Written exercise:
Gather every line in the data below that contains the word "white" and copy each one in full.

##### The records #####

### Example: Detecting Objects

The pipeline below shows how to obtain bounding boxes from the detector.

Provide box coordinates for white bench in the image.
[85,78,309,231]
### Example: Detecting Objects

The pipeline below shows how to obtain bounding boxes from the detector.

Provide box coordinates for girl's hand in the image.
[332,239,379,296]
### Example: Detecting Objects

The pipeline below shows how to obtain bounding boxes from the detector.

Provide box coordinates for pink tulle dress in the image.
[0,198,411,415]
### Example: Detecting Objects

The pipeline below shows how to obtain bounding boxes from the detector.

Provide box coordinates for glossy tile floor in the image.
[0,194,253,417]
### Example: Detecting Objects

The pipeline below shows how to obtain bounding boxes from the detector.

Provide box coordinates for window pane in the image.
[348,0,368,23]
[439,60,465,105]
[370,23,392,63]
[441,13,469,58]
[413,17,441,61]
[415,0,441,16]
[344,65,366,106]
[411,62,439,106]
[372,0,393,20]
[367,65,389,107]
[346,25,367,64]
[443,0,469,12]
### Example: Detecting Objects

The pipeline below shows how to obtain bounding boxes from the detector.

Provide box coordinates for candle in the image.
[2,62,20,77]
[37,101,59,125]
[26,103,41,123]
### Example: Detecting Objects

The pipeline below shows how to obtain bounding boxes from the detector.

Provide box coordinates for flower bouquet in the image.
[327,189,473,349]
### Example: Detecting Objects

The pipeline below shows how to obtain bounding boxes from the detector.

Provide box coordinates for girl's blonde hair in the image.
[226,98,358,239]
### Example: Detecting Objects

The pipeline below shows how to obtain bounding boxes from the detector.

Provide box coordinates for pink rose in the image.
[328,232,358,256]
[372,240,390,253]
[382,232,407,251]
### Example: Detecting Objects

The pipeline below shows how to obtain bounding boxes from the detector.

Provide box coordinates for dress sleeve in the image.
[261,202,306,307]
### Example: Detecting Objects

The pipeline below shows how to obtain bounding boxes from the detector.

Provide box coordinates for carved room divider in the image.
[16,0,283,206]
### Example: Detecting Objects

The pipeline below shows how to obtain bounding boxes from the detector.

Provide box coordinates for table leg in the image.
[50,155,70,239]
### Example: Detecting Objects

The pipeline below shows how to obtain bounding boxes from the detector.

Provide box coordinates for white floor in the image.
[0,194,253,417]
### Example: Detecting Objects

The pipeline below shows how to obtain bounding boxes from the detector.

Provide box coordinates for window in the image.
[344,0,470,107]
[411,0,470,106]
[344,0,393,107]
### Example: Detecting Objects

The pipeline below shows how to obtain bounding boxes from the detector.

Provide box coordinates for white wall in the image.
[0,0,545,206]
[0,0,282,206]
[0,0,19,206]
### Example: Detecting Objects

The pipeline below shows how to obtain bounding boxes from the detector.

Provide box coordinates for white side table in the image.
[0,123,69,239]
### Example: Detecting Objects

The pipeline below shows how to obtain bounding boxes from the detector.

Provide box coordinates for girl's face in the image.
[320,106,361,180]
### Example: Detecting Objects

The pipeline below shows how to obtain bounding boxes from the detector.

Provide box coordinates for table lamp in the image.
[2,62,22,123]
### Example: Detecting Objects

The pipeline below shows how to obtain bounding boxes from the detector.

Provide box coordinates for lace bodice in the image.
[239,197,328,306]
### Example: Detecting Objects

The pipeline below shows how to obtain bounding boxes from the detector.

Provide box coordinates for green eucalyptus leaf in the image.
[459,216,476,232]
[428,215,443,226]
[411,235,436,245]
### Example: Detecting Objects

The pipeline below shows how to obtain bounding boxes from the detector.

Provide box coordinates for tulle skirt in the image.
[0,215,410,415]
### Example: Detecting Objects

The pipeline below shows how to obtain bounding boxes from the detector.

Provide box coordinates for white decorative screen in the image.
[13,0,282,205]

#####

Reply:
Provide box coordinates for white bench in the image.
Provide box coordinates for white floor in the image.
Provide box coordinates for white wall in the image.
Provide box coordinates for white side table in the image.
Provide box coordinates for white decorative screen in the image.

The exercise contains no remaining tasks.